- GIVEN DATA
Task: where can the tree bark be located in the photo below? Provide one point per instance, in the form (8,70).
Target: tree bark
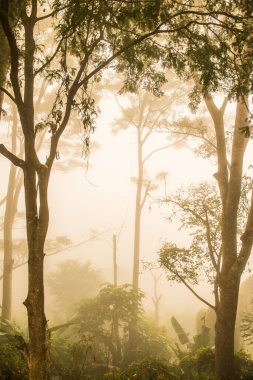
(10,210)
(225,329)
(138,209)
(36,233)
(115,268)
(230,272)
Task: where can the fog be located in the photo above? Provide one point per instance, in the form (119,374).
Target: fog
(96,198)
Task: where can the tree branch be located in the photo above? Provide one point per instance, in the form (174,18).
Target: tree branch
(14,159)
(192,290)
(161,148)
(8,94)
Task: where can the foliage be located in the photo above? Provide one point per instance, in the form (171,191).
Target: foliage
(74,355)
(198,208)
(100,332)
(151,369)
(198,365)
(246,327)
(13,353)
(244,365)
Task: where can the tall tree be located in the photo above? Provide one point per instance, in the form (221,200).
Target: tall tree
(228,253)
(94,34)
(146,113)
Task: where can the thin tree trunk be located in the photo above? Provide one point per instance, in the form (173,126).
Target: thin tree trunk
(115,269)
(137,223)
(225,330)
(36,232)
(10,210)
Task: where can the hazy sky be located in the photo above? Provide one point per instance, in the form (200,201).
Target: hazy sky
(102,198)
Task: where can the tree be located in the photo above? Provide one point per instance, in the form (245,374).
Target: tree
(89,36)
(122,305)
(146,113)
(228,256)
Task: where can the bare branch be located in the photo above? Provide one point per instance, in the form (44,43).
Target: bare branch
(181,279)
(161,148)
(14,159)
(2,201)
(8,94)
(51,14)
(145,194)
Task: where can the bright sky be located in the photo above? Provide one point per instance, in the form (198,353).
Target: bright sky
(102,199)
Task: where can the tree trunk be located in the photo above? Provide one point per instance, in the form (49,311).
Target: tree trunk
(36,232)
(137,223)
(115,268)
(10,210)
(225,330)
(7,264)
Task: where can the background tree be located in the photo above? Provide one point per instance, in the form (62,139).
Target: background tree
(89,32)
(147,114)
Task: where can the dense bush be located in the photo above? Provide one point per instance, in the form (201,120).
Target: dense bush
(150,369)
(13,363)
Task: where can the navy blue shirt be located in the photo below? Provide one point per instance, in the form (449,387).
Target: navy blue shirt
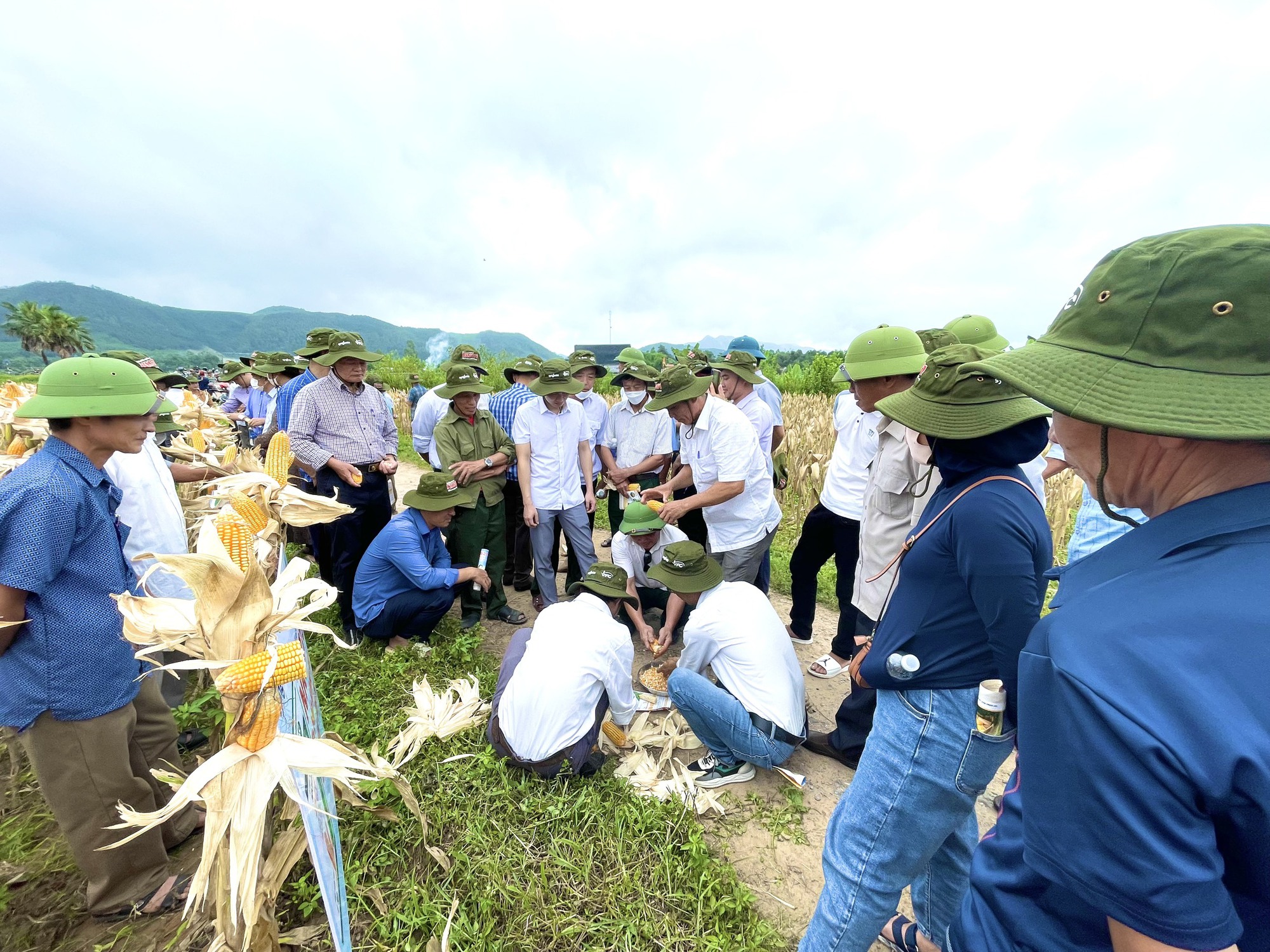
(1144,748)
(971,590)
(62,544)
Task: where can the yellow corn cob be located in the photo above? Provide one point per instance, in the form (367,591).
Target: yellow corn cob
(614,733)
(257,723)
(236,536)
(256,519)
(244,677)
(277,461)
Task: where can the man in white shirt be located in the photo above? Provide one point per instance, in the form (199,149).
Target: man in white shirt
(721,458)
(559,678)
(758,711)
(553,458)
(638,546)
(637,444)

- WORK INSTRUCTIONS
Copy the listing above, swapping every "photo" for "image" and keeping everything else the same. Leave the pictures out.

- COMPLETE RESPONSE
Task: where can the tree bark be located in the image below? Provide one point per instance, in the form (8,70).
Target: tree bark
(10,210)
(225,329)
(138,209)
(36,233)
(115,268)
(230,272)
Task: where can the fog be located in the image above? Provide one point per instance, in the form (119,374).
Target: fog
(96,198)
Task: where can the tree branch be located in the image above? Provide one point per instance, in the form (174,18).
Target: tree branch
(14,159)
(192,290)
(161,148)
(8,94)
Task: where can the foliage be located in the image above? Provide one point per instance, in the form (171,191).
Target: foliage
(74,355)
(198,208)
(100,332)
(151,369)
(198,365)
(246,327)
(13,353)
(244,365)
Task: where can the tall tree be located in the image above? Provide one point per instance, in the form (221,200).
Target: tall tree
(228,253)
(94,34)
(146,113)
Task: where can the thin tree trunk be located in the image above? Provide one point per instance, in the form (173,126).
Target: thin tree trunk
(115,269)
(137,223)
(225,330)
(36,232)
(10,210)
Task: where can the hazy sky be located in the image above? Provide one point per instance, in the form (200,201).
Target: hazy sky
(102,198)
Task: where can the tree be located in the image above? Provide one point per instance, in the form (245,374).
Target: tree
(89,36)
(122,305)
(146,113)
(228,256)
Task: where can the bare branch be located in the image above? Provide one point per instance, in the form (44,43).
Target: bare branch
(181,279)
(161,148)
(14,159)
(2,201)
(8,94)
(51,14)
(145,194)
Task: where can the bright sky be located in the image above? Provide one point per instance, in the form (198,353).
Target: bright sky
(102,199)
Task: where can the tree trunk be located in the image above? Provide one point per instance, in the form (49,311).
Target: tree trunk
(36,232)
(137,223)
(115,268)
(10,210)
(225,330)
(7,264)
Task: where can the background tree be located in the image above? Provide one point per instance, in the form (62,139).
Target: background tree
(89,32)
(147,114)
Task: where can the dense bush be located in the image above? Provide one point per instance, in the form (201,120).
Target: dense bush
(150,369)
(13,363)
Task: where can the navy blue shirt be located in the image below? Provide one point per instance, in the form (449,387).
Target: navy blue shirt
(1144,748)
(971,590)
(62,544)
Task: where can the yellow corn cob be located in the image above? Provide one point per instance, in the form (367,591).
Target: yellow corn cob
(614,733)
(257,723)
(236,536)
(256,519)
(244,677)
(277,461)
Task: where can the man in white shirt be located in the image above? Provide one point per instance, in the form (199,149).
Target: man in white shirt
(721,458)
(559,678)
(758,711)
(553,458)
(638,546)
(637,444)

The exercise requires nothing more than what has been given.